* RECORDS TO PROCESS:
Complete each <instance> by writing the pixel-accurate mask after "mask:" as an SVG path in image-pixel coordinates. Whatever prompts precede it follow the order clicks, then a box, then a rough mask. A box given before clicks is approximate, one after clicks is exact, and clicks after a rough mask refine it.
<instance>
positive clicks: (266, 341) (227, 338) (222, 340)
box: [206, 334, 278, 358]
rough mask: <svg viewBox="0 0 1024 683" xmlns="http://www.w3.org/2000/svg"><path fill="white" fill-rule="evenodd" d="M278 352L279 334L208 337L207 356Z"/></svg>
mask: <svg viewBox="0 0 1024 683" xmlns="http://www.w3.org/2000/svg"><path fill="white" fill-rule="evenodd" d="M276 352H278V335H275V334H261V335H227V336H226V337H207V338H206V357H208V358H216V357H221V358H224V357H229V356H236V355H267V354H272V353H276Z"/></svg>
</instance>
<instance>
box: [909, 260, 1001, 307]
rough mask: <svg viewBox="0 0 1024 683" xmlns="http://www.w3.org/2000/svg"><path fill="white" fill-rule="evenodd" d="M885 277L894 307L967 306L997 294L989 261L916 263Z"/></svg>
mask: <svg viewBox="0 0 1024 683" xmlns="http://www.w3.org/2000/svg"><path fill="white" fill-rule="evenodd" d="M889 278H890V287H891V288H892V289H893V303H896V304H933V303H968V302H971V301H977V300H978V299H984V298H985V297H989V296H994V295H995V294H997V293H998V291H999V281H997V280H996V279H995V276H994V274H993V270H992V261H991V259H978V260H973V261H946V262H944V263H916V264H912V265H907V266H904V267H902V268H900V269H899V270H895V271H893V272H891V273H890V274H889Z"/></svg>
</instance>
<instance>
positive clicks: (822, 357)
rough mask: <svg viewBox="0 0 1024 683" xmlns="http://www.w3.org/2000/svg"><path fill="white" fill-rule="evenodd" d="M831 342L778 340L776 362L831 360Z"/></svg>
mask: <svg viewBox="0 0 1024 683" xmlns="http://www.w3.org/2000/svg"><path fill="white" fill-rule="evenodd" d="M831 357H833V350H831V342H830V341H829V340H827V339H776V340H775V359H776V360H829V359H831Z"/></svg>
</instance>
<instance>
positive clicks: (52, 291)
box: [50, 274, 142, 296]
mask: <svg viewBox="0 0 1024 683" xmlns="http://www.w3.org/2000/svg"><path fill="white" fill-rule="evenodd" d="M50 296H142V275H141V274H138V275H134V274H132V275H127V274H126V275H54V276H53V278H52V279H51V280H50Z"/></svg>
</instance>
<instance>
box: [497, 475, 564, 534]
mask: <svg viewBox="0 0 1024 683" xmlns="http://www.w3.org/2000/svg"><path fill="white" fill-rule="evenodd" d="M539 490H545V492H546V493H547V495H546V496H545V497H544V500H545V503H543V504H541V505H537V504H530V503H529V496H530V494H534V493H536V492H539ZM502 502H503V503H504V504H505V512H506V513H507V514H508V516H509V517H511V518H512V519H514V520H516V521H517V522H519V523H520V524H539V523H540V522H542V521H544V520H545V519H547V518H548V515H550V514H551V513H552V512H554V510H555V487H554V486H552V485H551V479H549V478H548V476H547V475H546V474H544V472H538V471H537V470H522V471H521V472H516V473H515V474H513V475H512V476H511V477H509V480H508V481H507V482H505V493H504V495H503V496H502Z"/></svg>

* AIM OF THE TASK: Print only these lines, please. They run from the start of the entries above to the line containing "box: [206, 334, 278, 358]", both ends included, and must match exactly.

* RESPONSE AREA:
Complete each <instance> by writing the pixel-accurate mask after "mask:" as an SVG path in image-pixel coordinates. Whatever prompts precede it follow the order clicks, then a box, then a rough mask. A box given before clicks is approximate, one after clicks is exact, and clicks after a rough mask refine it.
<instance>
positive clicks: (266, 341) (227, 338) (222, 340)
box: [206, 334, 278, 358]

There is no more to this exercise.